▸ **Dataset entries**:
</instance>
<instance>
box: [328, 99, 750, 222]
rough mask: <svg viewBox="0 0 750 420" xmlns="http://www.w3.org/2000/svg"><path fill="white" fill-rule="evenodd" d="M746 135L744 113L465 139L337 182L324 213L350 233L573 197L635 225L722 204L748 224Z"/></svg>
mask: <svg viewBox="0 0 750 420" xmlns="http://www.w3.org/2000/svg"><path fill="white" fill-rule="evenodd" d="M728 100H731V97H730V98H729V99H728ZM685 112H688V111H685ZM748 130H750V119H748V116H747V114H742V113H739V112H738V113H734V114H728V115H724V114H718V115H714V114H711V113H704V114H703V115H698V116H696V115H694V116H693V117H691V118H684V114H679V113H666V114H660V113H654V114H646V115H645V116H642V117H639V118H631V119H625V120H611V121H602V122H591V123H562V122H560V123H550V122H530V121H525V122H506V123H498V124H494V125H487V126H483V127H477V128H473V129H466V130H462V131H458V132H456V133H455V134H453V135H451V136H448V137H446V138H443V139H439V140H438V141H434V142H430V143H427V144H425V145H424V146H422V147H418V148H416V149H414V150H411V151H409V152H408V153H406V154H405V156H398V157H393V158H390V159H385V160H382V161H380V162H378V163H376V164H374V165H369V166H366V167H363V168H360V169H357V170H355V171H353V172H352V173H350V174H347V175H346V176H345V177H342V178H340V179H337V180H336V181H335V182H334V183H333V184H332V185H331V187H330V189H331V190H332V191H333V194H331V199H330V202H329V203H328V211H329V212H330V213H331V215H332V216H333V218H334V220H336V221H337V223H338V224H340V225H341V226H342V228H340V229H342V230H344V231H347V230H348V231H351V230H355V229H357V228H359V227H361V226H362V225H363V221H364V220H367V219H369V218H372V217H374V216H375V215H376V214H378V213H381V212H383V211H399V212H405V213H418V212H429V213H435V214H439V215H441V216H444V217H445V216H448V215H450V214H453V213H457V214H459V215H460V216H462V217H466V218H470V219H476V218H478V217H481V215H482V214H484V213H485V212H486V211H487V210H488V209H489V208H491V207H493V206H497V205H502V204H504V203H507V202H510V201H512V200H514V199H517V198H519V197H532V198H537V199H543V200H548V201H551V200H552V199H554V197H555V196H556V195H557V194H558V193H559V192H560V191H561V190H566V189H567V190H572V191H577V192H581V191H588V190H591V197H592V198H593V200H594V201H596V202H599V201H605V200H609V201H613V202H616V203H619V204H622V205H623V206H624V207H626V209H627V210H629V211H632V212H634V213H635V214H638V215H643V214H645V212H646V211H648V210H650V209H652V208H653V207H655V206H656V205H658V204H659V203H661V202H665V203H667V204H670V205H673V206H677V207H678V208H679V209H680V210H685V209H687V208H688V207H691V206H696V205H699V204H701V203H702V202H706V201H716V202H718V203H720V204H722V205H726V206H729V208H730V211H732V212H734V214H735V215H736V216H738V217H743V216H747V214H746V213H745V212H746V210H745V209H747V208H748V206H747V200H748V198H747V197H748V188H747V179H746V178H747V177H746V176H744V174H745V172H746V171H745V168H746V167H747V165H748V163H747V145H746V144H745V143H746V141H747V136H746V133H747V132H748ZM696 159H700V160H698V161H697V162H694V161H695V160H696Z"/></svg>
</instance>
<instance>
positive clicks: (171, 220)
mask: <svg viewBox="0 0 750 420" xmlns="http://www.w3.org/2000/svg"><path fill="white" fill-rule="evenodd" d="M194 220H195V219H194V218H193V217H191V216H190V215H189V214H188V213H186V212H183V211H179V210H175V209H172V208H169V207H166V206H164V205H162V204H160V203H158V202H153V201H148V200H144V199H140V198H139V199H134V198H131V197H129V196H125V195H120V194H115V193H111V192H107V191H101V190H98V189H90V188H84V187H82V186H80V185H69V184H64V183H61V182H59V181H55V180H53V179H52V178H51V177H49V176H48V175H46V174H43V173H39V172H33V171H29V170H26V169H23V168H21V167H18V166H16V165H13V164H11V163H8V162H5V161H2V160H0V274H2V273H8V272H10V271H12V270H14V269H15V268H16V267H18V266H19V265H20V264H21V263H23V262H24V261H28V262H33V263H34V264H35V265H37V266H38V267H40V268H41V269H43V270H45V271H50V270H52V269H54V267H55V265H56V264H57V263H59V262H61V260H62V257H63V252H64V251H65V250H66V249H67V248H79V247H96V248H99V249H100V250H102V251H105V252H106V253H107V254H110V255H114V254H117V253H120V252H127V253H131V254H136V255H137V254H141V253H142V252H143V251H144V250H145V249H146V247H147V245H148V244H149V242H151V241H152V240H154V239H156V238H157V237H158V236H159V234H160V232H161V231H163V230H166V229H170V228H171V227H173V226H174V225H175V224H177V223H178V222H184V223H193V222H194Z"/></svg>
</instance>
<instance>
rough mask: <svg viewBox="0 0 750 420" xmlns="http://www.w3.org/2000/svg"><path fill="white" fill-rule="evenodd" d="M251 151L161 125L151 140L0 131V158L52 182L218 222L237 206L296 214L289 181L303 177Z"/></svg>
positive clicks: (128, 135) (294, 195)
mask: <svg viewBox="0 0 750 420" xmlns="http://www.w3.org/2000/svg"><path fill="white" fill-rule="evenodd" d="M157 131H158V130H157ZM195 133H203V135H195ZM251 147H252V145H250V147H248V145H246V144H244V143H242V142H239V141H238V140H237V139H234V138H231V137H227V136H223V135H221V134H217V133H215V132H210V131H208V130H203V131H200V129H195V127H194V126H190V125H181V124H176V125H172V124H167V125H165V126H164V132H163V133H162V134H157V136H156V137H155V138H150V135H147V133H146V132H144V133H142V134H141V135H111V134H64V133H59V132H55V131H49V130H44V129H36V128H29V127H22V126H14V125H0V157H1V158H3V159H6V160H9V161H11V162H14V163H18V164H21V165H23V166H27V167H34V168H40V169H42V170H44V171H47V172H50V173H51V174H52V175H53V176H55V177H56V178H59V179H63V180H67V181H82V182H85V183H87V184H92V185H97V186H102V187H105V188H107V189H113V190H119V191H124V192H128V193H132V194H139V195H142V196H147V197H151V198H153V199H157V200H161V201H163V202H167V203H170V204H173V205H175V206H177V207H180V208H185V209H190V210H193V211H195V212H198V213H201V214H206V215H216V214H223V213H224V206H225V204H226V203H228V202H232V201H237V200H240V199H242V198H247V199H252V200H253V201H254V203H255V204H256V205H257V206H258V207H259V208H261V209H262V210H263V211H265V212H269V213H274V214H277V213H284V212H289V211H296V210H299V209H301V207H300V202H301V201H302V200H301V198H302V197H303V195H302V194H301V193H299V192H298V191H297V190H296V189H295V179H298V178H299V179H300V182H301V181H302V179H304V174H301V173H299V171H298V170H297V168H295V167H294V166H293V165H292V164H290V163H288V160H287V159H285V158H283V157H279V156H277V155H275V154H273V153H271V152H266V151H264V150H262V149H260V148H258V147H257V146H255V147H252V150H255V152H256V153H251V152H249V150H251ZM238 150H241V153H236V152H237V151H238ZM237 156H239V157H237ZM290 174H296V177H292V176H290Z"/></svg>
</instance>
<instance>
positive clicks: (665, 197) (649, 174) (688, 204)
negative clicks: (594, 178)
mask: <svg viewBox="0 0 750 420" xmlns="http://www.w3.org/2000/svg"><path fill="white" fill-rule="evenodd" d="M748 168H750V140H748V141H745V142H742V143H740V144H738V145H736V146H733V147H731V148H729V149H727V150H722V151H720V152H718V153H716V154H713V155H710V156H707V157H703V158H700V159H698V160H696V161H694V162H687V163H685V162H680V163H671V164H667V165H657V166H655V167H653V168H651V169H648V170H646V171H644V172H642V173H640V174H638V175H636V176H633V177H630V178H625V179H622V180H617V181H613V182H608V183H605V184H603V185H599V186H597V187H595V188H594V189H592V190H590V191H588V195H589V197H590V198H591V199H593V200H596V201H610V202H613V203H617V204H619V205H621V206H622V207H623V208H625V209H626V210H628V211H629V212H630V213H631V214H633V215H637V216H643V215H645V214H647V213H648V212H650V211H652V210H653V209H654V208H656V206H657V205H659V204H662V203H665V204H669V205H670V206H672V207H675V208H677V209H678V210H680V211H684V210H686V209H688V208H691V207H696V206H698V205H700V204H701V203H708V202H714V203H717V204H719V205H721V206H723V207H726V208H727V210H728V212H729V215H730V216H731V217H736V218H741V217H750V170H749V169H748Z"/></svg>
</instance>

▸ **YOUR ASSIGNMENT**: The only acceptable answer is a number: how many lines in the data above hold the word "positive".

▸ **SOLUTION FOR THIS TASK**: 3